━━━━━ Trecho fornecido
Uma das apresentações para as casas de repouso de Montreal

Canadá. Quando cantar expressa quem somos

Tudo começou com um pequeno “sim” de Heloise e de Max, que com alguns amigos de Montreal responderam ao convite para irem cantar para os moradores das casas de repouso atingidas pela pandemia
Claire Vouk

Começou com um pequeno “sim”. Heloise Brindamour, junto com o resto do Coro de Comunhão e Libertação de Montreal, recebeu um e-mail de Adelaide, uma amiga e colega de coro. Adelaide trabalha em uma das numerosas casas de repouso aqui em Montreal, que foram particularmente atingidas pela pandemia. Adelaide escreveu para propor que o coro participasse de uma tarde de cantos no jardim da estrutura em que trabalha, utilizando alto-falantes de modo que os moradores, impossibilitados de receber visitas há muitas semanas, pudessem ouvir a música de seus quartos.

Quando Heloise recebeu o e-mail, a difícil situação dos moradores da casa de repouso já rondava seus pensamentos. As terríveis condições das estruturas que os jornais tinham noticiado tinham-na perturbado profundamente, e ela sentia que «queria fazer alguma coisa». Tinha até pensado em dedicar algum tempo ao voluntariado num desses institutos. Contudo, sendo mãe de um menininho e compreendendo como esse trabalho seria pesado, ela percebeu que essa opção não seria possível: «Eu estava muito triste, porque a grandeza dos meus ideais não era compatível com a realidade do que eu era capaz de fazer», disse Heloise.

Heloise não tinha se mexido de imediato para responder ao pedido de Adelaide. Contudo, quando Adelaide a chamou, na manhã do dia em que o evento deveria ocorrer, para convidá-la, «eu pensei: “Agora tenho que ir. Ela está pedindo, e eu posso dizer este pequeno sim, é algo que posso fazer”».



A tarde de cantos foi simples: quatro amigos cantando, com tablets e telefones para ler as letras, acompanhados por um violão. Em sua simplicidade, porém, o gesto tinha claramente um grande significado para os funcionários e os moradores. «Eu vi que os funcionários e as famílias estavam felizes por nos ter lá», contou Heloise. Depois de 45 minutos, ao fim da apresentação, uma enfermeira saiu e perguntou se podíamos recomeçar do início. Ela tinha levado cada morador até a janela, para que pudessem ouvir as músicas, mas levou quase uma hora para fazer isso, então alguns dos moradores tinham perdido a apresentação. Heloise pensou: «Essa mulher tem tanto que fazer, mas usa seu tempo pondo-os todos lá, para poderem aproveitar a música».
━━━━━━━━━━
━━━━━ Dados em análise
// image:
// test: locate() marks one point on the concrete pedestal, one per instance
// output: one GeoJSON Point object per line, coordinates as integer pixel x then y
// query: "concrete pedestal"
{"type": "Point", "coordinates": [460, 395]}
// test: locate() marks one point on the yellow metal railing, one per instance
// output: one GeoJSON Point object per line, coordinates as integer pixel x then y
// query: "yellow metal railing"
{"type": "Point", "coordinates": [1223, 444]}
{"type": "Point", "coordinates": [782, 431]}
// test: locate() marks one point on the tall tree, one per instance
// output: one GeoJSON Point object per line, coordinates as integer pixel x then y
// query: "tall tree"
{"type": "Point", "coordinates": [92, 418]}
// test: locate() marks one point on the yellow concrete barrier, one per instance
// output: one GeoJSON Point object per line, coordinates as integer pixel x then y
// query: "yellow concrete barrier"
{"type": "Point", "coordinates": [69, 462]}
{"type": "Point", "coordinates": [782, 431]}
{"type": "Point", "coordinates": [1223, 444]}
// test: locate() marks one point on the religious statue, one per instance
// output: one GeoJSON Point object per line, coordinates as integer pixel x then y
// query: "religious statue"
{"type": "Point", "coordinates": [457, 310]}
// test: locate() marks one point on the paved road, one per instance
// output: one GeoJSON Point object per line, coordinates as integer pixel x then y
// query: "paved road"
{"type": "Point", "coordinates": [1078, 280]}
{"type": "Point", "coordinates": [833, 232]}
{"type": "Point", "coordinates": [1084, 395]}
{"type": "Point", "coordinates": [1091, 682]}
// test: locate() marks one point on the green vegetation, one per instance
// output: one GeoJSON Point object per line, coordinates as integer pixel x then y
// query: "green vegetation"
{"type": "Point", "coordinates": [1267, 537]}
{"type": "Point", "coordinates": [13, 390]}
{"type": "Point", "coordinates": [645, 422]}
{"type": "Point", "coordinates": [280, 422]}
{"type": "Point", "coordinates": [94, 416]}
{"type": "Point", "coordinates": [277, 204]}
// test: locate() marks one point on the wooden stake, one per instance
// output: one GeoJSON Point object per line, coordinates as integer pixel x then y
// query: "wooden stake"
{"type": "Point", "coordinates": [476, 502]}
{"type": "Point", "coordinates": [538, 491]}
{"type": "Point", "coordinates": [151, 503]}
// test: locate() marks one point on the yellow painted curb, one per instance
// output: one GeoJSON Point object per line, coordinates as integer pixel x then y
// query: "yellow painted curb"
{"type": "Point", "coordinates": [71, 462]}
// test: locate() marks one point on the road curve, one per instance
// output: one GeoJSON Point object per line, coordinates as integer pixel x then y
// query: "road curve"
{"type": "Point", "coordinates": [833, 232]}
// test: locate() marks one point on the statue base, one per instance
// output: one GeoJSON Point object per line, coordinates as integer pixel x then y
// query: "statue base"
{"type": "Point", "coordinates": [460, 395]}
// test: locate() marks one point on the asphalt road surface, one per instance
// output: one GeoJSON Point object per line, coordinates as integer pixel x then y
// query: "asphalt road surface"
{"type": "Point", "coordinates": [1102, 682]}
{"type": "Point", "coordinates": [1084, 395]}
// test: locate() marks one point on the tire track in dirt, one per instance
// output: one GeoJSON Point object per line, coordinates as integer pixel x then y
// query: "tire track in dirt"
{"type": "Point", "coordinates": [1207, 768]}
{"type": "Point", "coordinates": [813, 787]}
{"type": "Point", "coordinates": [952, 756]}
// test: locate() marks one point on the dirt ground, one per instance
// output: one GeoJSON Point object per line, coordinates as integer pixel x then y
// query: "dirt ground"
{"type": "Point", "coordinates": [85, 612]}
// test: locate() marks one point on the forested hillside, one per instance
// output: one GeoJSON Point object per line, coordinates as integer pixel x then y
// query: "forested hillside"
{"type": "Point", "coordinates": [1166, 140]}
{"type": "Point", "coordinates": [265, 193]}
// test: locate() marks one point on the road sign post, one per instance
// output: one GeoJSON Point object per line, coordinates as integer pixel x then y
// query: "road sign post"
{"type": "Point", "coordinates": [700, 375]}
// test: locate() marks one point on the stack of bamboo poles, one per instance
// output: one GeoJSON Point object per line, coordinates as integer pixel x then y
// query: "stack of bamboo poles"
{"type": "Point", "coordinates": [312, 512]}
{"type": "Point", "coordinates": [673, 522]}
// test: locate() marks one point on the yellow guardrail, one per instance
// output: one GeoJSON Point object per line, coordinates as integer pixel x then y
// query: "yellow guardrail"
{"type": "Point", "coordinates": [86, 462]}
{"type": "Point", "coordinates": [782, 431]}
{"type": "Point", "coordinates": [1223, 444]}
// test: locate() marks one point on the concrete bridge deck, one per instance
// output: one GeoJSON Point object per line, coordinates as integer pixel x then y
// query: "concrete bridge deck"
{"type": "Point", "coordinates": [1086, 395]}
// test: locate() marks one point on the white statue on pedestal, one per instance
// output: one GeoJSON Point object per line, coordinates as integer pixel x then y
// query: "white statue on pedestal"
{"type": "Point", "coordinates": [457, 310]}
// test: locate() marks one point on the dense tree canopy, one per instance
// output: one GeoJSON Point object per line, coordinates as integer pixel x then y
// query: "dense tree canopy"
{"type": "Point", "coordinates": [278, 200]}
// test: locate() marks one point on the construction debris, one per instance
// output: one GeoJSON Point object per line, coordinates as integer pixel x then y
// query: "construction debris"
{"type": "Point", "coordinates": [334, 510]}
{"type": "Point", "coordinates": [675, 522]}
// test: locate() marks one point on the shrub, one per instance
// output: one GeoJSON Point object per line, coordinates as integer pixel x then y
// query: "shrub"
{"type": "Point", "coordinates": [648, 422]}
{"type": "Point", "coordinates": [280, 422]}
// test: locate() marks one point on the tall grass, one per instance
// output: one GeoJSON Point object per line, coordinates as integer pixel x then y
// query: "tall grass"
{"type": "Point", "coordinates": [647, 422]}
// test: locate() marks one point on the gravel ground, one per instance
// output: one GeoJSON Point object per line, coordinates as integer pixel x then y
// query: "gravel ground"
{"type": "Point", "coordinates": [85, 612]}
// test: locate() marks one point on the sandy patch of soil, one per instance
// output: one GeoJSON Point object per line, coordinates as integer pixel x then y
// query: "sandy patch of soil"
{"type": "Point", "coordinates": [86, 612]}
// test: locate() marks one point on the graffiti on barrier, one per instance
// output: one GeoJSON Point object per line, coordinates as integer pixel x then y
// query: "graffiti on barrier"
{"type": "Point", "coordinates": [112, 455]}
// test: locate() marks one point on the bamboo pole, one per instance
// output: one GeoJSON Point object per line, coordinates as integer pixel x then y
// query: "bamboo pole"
━━━━━━━━━━
» **Tarefa 1**
Cite o trecho do relato sobre o coro em Montreal que vai de "Uma das apresentações" a "de seus quartos.".
» **Tarefa 2**
Liste todos os nomes de pessoas que aparecem no relato sobre o coro em Montreal.
» **Tarefa 3**
Prossiga o relato sobre o coro nas casas de repouso de Montreal a partir da última frase apresentada.

» **Resposta 1**
Uma das apresentações para as casas de repouso de Montreal

Canadá. Quando cantar expressa quem somos

Tudo começou com um pequeno “sim” de Heloise e de Max, que com alguns amigos de Montreal responderam ao convite para irem cantar para os moradores das casas de repouso atingidas pela pandemia
Claire Vouk

Começou com um pequeno “sim”. Heloise Brindamour, junto com o resto do Coro de Comunhão e Libertação de Montreal, recebeu um e-mail de Adelaide, uma amiga e colega de coro. Adelaide trabalha em uma das numerosas casas de repouso aqui em Montreal, que foram particularmente atingidas pela pandemia. Adelaide escreveu para propor que o coro participasse de uma tarde de cantos no jardim da estrutura em que trabalha, utilizando alto-falantes de modo que os moradores, impossibilitados de receber visitas há muitas semanas, pudessem ouvir a música de seus quartos.

» **Resposta 2**
Heloise Brindamour, Max, Adelaide, Claire Vouk

» **Resposta 3**
Alguns dias depois, a mulher de Max Zucchi, Kristina, fez uma proposta parecida ao marido. Kristina é uma fisioterapeuta que temporariamente fora chamada a trabalhar numa casa de repouso para compensar a falta de pessoal. Max diz que «ela já pensava que seria bonito levar algum amigo para cantar para os moradores, porque lá era tudo muito silencioso e solitário». Assim, Max e outros três instalaram um sistema de som no estacionamento do asilo e cantaram de tudo, desde baladas de Quebec até antigas canções country norte-americanas, de frente para as janelas da residência.

Sem demora, os dois grupos se juntaram e começaram a cantar em vários asilos, uma ou duas vezes por semana. O “impacto” aparente variava de lugar para lugar: «Em alguns desses locais, mal víamos os moradores, porque provavelmente não podiam aproximar-se das janelas. Em outros, os assistentes os levavam para as varandas», contou Max. Para ele, porém, o significado do gesto não estava ligado a quantos moradores pudessem ouvir ou não a música: «O mais bonito era olhar para o rosto dos meus amigos enquanto cantávamos, vento tanta alegria e felicidade. Não importava quem estivesse lá nos assistindo: era claro que estávamos fazendo aquilo por algo maior. Encontramos alguém que mudou a nossa vida, e queremos dividir essa alegria com as outras pessoas, principalmente com as que mais precisam».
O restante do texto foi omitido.